# REQUIRED WORK:
1 > Transcribe the passage of the transplant infection abstract starting at "Journal Article" and ending at "5, p.664-73 (2011)".
2 > According to the transplant infection abstract, what percentage of programs reported using antifungal prophylaxis?

# TEXT PROVIDED:
● ● ● ● ●

An international comparison of current strategies to prevent herpesvirus and fungal infections in hematopoietic cell transplant recipients.

Publication Type:

Journal Article

Source:

Biology of blood and marrow transplantation : journal of the American Society for Blood and Marrow Transplantation, Volume 17, Issue 5, p.664-73 (2011)

Keywords:

2011, Adult, Antifungal Agents, Antiviral Agents, Asia, Australia, Candida, CANDIDIASIS, Center-Authored Paper, Child, Clinical Research Division, CYTOMEGALOVIRUS, Cytomegalovirus Infections, Health Care Surveys, hematopoietic stem cell transplantation, Herpes Simplex, Herpes Zoster, Herpesvirus 3, Human, Humans, Latin America, Middle East, North America, Public Health Sciences Division, Research Trials Office Core Facility - Biostatistics Service, Shared Resources, Simplexvirus, South Africa, Transplantation, Homologous, Vaccine and Infectious Disease Division, World Health

Abstract:

Herpes virus (cytometalovirus [CMV], herpes simplex virus, varicella zoster virus) and invasive fungal infections continue to cause significant morbidity and mortality in allogeneic hematopoietic cell transplant (HCT) recipients despite the availability of effective therapies. In this study, we developed an Internet-based survey, which was distributed to all hematopoietic cell transplant centers participating in the Center for International Blood and Marrow Transplant Research (CIBMTR) program, to gather information on strategies utilized for the prevention of disease caused by herpes viruses and fungal infections between 1999 and 2003. The survey response rate was 72%, representing 175 programs from 32 countries. Generally, reported center strategies were in accord with the Center for Disease Control and Prevention guidelines published in 2000, with 81% of programs using low-dose acyclovir prophylaxis for herpes simplex virus seropositive patients, 99% of programs reporting use of a CMV prevention strategy during the first 100 days posttransplant for all patients at risk of CMV disease, and 90% of programs using antifungal prophylaxis. Seventy percent of programs reported routine use of a CMV prevention strategy in high-risk patients after day 100. The greatest departure from published guidelines was the use of acyclovir prophylaxis for varicella zoster virus seropositive recipients in 75% of programs. There were very few reported changes within centers in practices over the study time period. Significant regional variations were found with regard to surveillance procedures and treatment durations. There were no significant differences in treatment practices by center size and very few differences found between those centers that reported treating primarily pediatric patients versus primarily adult patients. In summary, our survey demonstrates overall agreement with published guidelines for the prevention of disease because of herpesviruses and fungal infections with significant regional differences found in duration of antiviral prophylaxis, duration of preemptive therapy, and duration and dosing of antifungal prophylaxis. Center size and age of primary patient population were not associated with many reported differences in strategies.

● ● ● ● ●

# ENTRIES SUPPLIED:
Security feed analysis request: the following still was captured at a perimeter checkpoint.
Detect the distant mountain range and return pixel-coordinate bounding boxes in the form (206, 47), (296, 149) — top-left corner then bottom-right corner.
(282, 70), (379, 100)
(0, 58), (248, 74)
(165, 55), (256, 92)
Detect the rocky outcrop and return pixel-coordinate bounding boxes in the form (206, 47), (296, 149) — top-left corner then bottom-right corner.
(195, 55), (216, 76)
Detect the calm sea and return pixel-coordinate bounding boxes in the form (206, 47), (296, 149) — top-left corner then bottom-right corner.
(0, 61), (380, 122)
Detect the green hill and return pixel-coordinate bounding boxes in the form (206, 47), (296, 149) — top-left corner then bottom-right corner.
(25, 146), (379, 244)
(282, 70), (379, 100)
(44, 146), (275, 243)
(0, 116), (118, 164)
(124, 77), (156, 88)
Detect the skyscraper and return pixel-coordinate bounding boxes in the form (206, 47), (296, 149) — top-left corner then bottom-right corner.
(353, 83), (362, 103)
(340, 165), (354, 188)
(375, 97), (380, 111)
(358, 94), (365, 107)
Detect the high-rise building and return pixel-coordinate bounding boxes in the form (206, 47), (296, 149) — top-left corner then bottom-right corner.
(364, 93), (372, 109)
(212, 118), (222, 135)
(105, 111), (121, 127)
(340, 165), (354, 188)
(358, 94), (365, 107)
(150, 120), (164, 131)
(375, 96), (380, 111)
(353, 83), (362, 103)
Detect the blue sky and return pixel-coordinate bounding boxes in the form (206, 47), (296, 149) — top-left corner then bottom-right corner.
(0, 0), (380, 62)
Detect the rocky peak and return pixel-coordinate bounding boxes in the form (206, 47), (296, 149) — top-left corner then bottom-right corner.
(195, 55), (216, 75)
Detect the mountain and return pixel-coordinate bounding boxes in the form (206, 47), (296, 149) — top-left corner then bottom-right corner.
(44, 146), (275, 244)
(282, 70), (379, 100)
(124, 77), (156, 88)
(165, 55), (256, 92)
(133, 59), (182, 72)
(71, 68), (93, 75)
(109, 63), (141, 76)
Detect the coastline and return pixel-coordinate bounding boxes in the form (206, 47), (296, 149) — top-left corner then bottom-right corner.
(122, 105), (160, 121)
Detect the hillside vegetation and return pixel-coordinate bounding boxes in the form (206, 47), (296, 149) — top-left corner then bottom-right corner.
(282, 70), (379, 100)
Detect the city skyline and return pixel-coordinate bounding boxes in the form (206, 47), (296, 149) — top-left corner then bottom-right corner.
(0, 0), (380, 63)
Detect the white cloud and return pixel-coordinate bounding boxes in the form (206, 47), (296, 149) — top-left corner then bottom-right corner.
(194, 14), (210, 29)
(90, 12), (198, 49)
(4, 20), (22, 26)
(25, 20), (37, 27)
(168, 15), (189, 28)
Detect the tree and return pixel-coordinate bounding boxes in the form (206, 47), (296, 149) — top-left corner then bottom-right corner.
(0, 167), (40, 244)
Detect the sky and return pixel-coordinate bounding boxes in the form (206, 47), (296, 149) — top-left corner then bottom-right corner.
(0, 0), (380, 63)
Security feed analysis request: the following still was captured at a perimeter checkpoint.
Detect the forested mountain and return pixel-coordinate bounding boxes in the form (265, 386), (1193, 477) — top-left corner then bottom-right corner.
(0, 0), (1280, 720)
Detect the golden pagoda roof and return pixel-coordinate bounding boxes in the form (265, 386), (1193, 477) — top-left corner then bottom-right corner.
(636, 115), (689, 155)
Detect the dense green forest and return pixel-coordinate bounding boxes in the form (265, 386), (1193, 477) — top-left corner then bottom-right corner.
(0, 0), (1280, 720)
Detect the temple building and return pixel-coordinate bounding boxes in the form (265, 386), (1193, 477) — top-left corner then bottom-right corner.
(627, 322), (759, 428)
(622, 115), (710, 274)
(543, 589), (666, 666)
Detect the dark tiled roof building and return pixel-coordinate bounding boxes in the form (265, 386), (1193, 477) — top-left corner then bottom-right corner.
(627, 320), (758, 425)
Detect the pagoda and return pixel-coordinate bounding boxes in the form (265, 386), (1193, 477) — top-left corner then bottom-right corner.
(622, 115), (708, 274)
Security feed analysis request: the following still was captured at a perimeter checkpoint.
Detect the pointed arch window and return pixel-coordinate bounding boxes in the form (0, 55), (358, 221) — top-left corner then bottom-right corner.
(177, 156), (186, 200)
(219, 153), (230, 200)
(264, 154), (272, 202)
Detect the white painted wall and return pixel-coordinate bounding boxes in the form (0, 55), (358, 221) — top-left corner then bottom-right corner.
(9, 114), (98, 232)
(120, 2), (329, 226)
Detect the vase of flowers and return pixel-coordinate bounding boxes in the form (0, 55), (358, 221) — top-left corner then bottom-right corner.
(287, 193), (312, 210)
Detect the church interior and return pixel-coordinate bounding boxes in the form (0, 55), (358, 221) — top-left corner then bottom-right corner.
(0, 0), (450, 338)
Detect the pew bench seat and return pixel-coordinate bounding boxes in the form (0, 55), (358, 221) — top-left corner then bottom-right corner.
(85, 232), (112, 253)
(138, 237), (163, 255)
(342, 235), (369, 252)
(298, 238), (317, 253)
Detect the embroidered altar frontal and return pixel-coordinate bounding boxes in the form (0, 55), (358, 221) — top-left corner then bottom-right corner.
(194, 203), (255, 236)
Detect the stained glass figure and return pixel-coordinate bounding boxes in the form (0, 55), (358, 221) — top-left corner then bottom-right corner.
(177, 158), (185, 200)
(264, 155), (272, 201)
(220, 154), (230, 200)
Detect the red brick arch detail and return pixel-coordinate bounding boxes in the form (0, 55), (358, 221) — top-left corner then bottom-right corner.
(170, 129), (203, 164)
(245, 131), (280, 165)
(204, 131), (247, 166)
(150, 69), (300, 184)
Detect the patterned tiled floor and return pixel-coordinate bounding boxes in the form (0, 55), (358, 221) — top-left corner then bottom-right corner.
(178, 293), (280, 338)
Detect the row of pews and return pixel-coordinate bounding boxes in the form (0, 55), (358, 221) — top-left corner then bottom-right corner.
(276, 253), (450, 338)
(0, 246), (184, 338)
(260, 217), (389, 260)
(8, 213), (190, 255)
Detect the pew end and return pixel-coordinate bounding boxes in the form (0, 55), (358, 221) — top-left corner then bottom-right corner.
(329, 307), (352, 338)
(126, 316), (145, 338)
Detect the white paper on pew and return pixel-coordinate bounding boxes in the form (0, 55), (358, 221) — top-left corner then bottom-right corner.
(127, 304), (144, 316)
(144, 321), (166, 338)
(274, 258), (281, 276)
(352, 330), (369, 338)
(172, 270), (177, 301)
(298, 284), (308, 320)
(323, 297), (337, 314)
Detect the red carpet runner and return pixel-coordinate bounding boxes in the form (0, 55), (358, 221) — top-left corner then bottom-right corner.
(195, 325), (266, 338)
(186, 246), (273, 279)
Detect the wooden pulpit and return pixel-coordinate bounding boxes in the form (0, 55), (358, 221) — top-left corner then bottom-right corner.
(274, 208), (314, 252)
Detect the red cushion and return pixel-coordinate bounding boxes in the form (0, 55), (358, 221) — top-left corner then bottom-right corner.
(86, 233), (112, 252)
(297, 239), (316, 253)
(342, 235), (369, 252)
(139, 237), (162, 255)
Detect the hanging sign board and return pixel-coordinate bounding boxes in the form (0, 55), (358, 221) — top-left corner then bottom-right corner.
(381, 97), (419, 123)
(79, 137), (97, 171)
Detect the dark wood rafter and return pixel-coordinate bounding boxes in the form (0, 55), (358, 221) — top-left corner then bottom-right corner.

● ● ● ● ●

# ANSWERS:
1 >
Journal Article

Source:

Biology of blood and marrow transplantation : journal of the American Society for Blood and Marrow Transplantation, Volume 17, Issue 5, p.664-73 (2011)

2 > 90%